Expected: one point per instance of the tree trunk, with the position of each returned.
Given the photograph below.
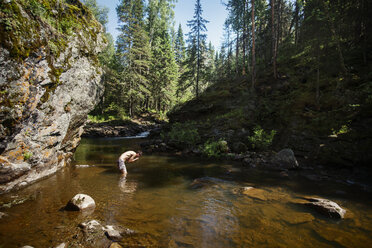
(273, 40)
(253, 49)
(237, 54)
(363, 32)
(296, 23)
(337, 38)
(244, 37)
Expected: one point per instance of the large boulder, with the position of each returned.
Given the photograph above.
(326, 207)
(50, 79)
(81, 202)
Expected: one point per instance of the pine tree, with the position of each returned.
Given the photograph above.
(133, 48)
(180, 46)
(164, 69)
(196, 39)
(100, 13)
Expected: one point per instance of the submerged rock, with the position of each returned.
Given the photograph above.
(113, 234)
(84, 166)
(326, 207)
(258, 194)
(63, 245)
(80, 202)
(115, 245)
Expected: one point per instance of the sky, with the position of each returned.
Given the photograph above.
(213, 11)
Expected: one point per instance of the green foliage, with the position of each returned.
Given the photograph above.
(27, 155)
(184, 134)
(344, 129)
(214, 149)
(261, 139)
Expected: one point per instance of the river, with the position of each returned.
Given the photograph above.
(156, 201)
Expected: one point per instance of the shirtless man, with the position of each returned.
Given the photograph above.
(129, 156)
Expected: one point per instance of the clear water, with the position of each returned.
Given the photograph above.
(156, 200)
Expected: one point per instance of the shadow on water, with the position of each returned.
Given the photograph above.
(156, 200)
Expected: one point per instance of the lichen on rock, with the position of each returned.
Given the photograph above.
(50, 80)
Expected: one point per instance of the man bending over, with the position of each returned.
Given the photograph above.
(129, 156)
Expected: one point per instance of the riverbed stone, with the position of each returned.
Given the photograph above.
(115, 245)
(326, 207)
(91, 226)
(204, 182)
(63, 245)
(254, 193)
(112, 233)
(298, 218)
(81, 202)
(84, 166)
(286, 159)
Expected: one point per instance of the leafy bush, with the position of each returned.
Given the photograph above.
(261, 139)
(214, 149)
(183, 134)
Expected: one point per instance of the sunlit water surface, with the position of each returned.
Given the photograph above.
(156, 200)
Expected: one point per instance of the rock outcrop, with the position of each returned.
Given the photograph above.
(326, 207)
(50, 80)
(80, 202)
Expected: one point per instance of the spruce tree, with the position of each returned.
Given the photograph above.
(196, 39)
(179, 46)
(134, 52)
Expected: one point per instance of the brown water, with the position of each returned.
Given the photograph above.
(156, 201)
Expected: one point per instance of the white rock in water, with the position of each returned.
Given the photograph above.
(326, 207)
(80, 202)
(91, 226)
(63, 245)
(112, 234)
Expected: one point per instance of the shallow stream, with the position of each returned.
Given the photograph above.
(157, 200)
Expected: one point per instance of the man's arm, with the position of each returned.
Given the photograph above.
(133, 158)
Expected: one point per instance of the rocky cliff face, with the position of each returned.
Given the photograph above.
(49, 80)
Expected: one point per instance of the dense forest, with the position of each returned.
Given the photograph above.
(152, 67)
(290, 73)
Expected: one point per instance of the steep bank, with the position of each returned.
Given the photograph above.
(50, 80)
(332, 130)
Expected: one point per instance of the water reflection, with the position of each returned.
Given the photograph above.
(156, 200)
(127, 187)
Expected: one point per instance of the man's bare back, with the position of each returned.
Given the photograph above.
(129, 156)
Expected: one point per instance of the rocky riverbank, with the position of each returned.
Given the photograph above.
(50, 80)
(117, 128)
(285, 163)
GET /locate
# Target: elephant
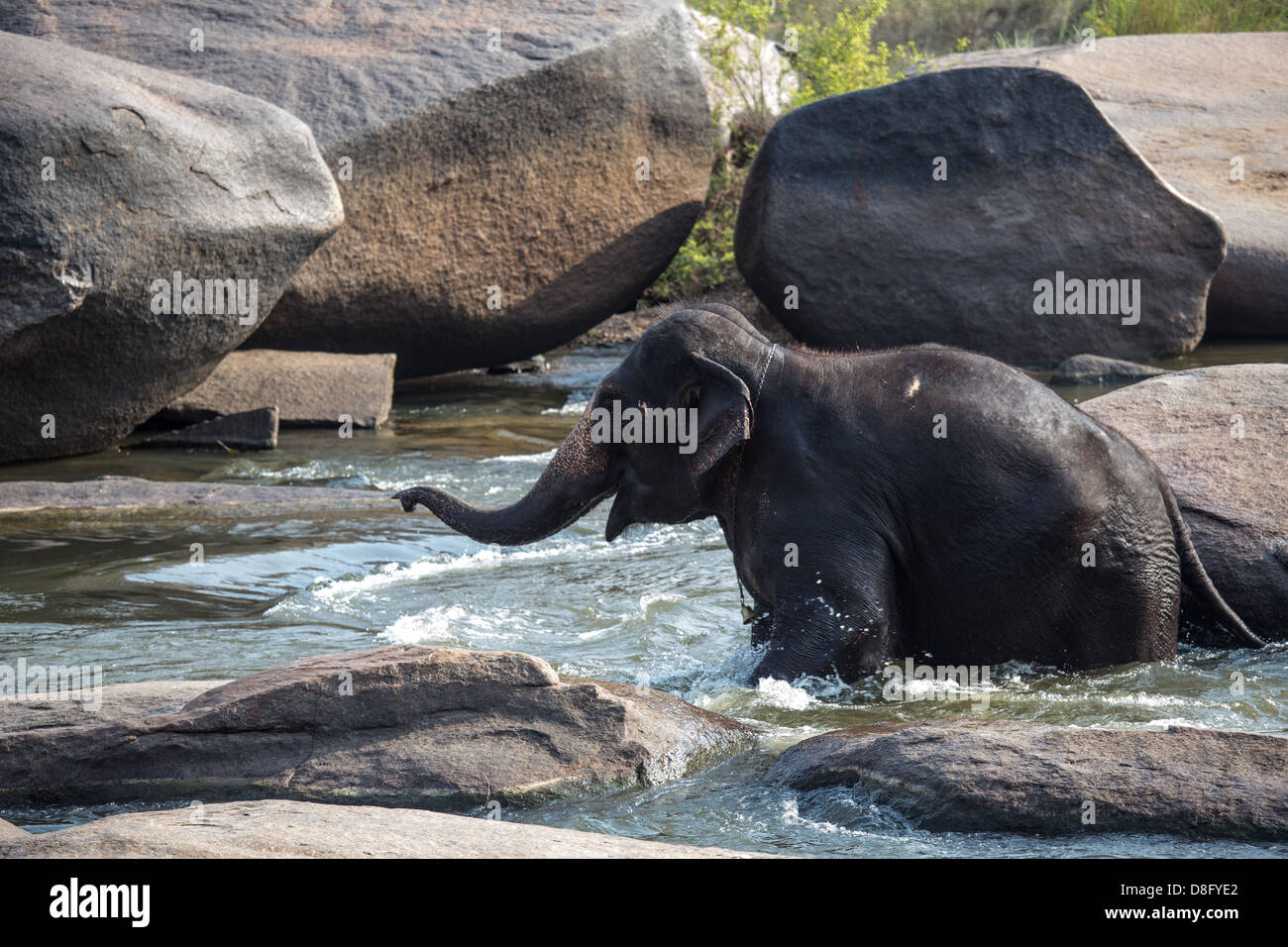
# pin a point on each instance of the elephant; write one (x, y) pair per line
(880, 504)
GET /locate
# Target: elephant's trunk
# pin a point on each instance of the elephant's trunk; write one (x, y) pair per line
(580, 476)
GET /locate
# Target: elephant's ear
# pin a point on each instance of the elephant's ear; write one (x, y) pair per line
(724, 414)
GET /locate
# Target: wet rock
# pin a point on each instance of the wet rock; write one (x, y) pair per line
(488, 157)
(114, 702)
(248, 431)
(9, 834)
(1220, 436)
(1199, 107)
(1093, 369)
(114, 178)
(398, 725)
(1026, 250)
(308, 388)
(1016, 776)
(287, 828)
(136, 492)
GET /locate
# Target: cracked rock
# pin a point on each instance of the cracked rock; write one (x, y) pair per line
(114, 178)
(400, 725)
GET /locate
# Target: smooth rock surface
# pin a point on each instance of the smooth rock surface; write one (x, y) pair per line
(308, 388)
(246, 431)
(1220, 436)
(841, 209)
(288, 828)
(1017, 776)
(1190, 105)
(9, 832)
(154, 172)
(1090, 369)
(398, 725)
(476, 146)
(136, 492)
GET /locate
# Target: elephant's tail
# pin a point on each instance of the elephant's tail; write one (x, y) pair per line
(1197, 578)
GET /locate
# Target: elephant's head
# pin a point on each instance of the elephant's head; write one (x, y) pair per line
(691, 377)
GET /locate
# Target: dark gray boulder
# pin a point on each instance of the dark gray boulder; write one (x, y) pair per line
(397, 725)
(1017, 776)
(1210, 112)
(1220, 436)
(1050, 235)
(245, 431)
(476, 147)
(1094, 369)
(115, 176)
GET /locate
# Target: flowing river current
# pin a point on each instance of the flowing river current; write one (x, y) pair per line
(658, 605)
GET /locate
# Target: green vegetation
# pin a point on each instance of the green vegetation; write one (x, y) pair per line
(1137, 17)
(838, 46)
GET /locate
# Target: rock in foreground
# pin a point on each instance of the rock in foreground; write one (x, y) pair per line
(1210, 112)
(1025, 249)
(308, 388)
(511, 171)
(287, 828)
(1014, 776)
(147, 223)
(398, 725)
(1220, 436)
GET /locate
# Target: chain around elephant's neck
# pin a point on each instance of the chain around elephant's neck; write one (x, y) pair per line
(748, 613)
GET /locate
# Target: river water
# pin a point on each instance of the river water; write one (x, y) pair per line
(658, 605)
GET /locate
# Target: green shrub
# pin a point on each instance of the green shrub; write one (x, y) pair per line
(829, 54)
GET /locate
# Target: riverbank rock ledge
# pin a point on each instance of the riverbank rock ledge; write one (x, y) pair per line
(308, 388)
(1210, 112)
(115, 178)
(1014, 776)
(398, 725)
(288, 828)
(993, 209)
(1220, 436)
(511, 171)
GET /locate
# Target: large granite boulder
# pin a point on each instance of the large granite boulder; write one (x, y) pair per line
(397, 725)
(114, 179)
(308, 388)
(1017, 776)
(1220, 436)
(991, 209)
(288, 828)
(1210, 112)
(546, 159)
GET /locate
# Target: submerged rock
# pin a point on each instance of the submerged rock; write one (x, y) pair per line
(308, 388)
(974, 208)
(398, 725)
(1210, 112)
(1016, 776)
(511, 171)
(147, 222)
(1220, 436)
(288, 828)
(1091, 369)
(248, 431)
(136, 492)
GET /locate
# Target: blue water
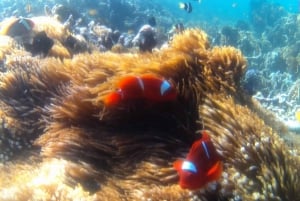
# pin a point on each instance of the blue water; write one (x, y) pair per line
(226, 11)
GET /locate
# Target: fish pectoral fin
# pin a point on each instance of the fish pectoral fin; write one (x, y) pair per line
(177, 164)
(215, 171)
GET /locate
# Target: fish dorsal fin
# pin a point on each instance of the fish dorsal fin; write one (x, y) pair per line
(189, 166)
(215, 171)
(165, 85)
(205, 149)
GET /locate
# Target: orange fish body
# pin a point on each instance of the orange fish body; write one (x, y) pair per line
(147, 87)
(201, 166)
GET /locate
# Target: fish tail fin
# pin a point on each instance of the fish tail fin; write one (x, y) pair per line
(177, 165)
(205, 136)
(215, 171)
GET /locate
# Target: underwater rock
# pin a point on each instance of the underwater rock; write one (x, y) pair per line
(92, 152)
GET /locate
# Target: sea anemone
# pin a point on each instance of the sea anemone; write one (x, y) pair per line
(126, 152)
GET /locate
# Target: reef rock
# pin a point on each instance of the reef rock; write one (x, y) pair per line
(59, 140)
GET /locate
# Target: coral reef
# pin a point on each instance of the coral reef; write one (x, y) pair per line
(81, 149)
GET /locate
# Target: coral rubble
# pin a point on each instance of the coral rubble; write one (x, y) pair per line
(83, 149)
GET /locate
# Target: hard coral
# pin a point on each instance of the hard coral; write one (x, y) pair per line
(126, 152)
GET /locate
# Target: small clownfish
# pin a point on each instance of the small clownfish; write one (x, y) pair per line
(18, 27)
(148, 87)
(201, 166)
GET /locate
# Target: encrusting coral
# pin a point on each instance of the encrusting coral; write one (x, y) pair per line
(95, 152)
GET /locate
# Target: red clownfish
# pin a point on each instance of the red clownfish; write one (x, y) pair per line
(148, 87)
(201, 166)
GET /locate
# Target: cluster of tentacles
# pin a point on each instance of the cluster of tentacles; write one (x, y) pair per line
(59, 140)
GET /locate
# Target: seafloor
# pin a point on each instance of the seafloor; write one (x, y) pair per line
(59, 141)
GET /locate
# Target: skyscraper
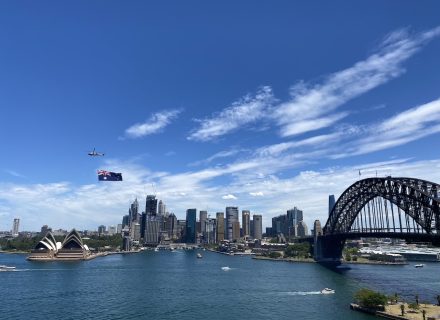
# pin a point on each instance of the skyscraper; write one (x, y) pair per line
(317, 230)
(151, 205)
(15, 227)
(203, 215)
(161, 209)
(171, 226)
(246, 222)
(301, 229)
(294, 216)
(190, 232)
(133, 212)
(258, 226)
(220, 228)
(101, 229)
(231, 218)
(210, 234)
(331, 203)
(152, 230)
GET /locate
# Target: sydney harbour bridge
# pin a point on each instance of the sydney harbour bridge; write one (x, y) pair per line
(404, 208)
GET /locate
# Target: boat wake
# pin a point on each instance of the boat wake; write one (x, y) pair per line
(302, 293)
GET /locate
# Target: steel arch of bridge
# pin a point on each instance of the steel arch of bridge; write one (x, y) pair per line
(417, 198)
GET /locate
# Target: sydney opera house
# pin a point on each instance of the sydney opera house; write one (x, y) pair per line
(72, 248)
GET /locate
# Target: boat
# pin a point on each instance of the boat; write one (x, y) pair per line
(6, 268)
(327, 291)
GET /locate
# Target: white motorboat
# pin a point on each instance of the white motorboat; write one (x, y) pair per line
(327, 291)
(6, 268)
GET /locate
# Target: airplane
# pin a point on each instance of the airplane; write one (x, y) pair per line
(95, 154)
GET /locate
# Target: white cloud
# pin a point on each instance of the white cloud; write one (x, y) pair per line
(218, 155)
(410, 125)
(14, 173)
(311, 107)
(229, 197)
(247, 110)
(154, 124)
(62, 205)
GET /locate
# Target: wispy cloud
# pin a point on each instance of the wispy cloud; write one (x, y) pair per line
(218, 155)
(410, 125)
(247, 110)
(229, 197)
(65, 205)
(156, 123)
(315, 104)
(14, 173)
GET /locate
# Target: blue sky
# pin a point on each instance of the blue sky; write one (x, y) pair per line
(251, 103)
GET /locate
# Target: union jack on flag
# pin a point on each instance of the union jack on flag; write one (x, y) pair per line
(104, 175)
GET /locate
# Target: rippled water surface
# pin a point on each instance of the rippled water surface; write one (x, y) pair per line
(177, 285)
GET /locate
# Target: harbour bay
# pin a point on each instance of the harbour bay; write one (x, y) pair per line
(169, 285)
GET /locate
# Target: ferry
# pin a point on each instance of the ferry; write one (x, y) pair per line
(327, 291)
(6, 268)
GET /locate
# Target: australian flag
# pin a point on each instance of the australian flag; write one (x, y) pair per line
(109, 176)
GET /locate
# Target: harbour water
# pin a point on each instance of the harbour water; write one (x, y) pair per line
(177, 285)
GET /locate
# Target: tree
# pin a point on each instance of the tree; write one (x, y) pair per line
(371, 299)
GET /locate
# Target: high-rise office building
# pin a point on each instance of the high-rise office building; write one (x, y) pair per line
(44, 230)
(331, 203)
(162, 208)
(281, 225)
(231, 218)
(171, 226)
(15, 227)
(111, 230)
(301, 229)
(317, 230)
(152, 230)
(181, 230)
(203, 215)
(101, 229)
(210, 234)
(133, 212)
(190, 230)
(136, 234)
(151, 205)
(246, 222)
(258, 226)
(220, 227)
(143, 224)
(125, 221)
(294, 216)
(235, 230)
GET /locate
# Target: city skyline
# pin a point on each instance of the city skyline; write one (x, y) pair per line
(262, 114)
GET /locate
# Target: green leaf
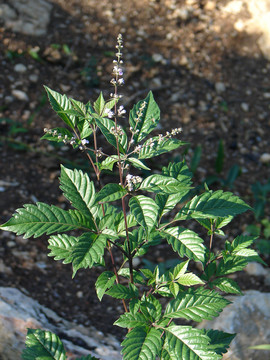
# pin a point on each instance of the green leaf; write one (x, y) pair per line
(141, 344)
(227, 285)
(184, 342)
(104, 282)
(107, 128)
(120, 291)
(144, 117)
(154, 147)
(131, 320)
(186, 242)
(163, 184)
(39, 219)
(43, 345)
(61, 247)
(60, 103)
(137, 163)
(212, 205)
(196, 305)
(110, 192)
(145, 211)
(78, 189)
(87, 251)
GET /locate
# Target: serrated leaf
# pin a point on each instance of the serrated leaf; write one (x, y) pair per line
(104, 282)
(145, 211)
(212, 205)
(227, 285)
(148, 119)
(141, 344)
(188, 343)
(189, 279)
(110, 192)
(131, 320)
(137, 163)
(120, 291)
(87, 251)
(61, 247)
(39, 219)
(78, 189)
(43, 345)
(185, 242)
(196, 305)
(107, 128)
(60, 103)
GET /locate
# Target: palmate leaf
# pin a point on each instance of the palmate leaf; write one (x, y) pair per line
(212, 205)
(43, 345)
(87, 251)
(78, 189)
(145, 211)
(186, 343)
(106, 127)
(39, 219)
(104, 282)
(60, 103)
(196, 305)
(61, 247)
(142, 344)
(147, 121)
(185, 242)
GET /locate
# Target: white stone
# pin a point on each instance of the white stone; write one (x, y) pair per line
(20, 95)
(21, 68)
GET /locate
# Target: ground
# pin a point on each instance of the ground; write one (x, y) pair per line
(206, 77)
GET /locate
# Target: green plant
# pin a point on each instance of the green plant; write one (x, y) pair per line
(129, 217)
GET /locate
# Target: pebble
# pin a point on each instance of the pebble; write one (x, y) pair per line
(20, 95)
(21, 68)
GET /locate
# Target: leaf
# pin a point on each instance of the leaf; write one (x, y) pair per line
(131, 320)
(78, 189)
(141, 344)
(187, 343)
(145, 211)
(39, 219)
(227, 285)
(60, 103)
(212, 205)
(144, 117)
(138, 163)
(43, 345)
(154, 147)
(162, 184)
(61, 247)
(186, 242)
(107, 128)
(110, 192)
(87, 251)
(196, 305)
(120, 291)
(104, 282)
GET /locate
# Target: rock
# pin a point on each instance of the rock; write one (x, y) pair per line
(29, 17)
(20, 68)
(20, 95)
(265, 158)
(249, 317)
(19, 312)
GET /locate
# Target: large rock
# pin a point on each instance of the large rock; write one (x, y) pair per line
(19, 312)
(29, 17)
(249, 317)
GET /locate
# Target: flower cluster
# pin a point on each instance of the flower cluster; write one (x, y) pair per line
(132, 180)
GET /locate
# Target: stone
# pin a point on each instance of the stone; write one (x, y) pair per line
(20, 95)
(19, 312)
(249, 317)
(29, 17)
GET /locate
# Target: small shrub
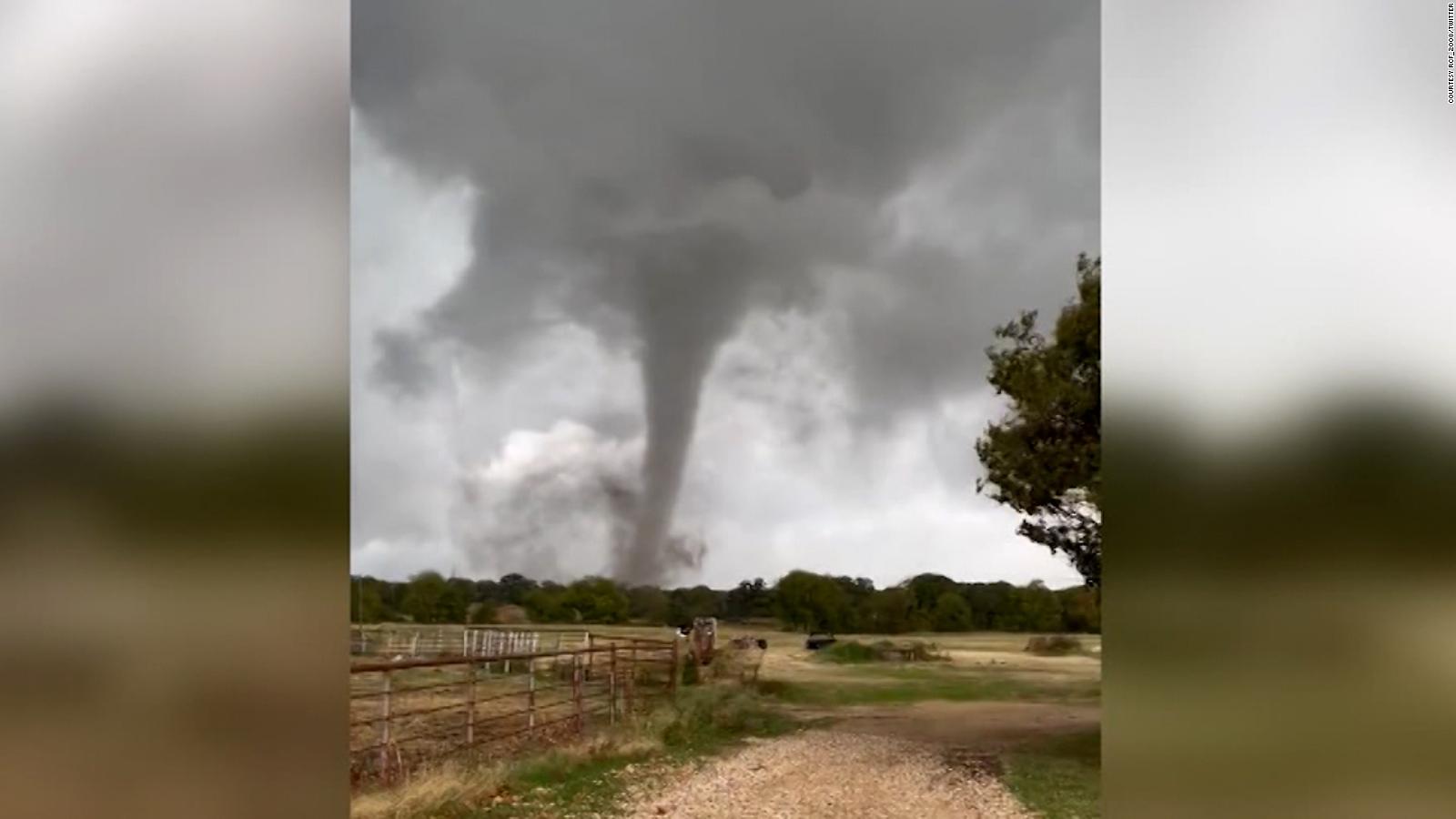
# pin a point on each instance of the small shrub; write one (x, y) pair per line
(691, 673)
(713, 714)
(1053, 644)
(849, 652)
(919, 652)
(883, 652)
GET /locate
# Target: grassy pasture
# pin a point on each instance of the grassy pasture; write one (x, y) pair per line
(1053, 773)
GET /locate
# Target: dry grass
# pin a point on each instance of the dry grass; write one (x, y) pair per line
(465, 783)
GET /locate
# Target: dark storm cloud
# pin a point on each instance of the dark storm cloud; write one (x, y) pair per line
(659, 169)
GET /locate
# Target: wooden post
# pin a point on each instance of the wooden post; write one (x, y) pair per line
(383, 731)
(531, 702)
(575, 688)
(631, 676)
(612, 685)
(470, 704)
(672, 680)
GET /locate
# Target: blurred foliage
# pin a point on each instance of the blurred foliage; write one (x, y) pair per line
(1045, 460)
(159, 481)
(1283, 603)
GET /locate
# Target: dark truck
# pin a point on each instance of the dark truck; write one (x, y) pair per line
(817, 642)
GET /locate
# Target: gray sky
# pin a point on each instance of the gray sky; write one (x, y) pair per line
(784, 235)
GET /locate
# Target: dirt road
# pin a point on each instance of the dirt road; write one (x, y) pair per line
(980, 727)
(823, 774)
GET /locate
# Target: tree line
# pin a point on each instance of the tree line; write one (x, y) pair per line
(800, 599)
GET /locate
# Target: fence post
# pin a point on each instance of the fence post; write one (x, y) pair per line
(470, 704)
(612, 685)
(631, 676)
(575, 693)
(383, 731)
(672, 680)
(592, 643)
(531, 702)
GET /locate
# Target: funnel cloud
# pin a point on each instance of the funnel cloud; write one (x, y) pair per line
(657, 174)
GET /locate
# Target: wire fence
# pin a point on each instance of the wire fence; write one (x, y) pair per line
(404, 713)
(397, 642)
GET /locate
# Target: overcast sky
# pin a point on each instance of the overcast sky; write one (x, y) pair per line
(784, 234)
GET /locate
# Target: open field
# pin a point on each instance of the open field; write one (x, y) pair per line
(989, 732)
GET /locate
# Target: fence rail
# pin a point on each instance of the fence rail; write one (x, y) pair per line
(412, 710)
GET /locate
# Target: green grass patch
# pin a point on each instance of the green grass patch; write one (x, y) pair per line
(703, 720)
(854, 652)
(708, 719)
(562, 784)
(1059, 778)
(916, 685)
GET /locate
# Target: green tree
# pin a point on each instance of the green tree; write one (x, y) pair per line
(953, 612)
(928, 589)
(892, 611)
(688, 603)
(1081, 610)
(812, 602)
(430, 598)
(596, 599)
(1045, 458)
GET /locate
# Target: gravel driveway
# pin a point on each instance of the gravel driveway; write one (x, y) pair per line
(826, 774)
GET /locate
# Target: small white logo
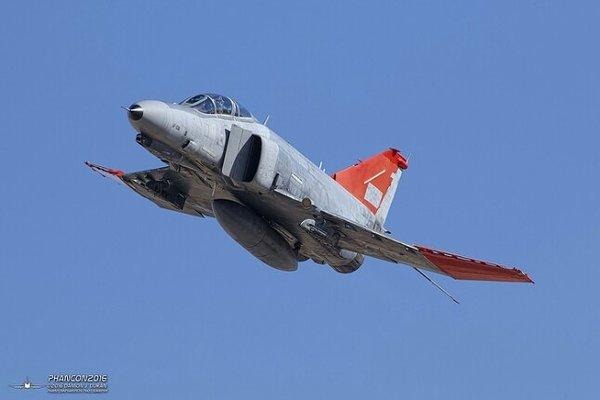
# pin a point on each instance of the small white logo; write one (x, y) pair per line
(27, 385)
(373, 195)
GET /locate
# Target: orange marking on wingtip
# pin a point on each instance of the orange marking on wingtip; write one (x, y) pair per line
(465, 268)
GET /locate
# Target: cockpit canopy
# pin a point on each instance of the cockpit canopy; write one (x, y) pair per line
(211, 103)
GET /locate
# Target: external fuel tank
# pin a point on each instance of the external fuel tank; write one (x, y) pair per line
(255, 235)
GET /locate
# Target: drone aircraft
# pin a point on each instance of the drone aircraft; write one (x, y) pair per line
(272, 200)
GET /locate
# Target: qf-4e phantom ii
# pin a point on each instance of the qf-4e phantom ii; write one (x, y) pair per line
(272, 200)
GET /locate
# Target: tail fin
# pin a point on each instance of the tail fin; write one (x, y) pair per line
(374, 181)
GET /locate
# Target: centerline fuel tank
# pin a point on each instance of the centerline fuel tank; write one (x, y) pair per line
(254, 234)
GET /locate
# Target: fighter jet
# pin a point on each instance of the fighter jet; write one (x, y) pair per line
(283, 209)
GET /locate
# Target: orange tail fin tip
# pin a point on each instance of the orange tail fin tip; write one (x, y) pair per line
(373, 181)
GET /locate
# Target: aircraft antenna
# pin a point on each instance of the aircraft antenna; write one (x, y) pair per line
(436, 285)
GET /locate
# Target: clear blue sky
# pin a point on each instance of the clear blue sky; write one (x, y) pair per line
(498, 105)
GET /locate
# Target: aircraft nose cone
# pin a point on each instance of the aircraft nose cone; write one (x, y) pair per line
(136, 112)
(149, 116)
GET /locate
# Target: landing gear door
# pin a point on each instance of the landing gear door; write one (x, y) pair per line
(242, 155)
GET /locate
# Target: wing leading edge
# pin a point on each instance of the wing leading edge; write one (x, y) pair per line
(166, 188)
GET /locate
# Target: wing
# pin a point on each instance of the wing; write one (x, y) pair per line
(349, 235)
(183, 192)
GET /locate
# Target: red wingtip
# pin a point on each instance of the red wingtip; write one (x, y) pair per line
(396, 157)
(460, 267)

##########

The expected output is the lines above from the one containing "# pin a point on each instance of the green vegetation;" to the one containing "# Target: fish pectoral fin", both ends included, reproduced exactly with every picture left out.

* _ANSWER AREA_:
# pin a point on each instance of the green vegetation; write one (x, y) pair per line
(1137, 17)
(838, 46)
GET /locate
# Target: rock in foreground
# pin a point on each instance of the rock in foreground; write one (x, y) pair per line
(1210, 112)
(1025, 249)
(308, 388)
(511, 171)
(287, 828)
(1014, 776)
(147, 223)
(398, 725)
(1220, 436)
GET /locate
# Target: chain around elephant's neck
# pin a point on each instance of the chain around elephant's neck; write one (x, y) pair per line
(748, 613)
GET /locate
# Target: river water
# pin a point on each instance of the river water; write one (x, y) pair per line
(658, 605)
GET /locate
# Target: green shrub
# pin a point on each instance of the green shrub; write one (x, y) pair per line
(829, 54)
GET /locate
# Target: riverbank rock ledge
# pin a point on each instance of the riverbank rock ledge; write one (x, y) pair per line
(308, 388)
(1210, 112)
(115, 178)
(1014, 776)
(398, 725)
(288, 828)
(993, 209)
(1220, 436)
(511, 171)
GET /locate
# Target: large granite boulder
# pin a point on each instance of the large granite boulder; write one (x, y) pair per line
(397, 725)
(114, 179)
(308, 388)
(1017, 776)
(1220, 436)
(991, 209)
(288, 828)
(1210, 112)
(546, 159)
GET /locate
# Target: submerged rock
# pin a point on each instance of the submerged rock; write one (x, y) pair per line
(308, 388)
(974, 208)
(398, 725)
(1210, 112)
(1016, 776)
(511, 171)
(147, 222)
(1220, 436)
(288, 828)
(1091, 369)
(248, 431)
(136, 492)
GET /locate
# Target: blue water
# pin a point on each instance of the blue water; write one (x, y) pair per line
(226, 11)
GET /locate
# Target: fish pectoral fin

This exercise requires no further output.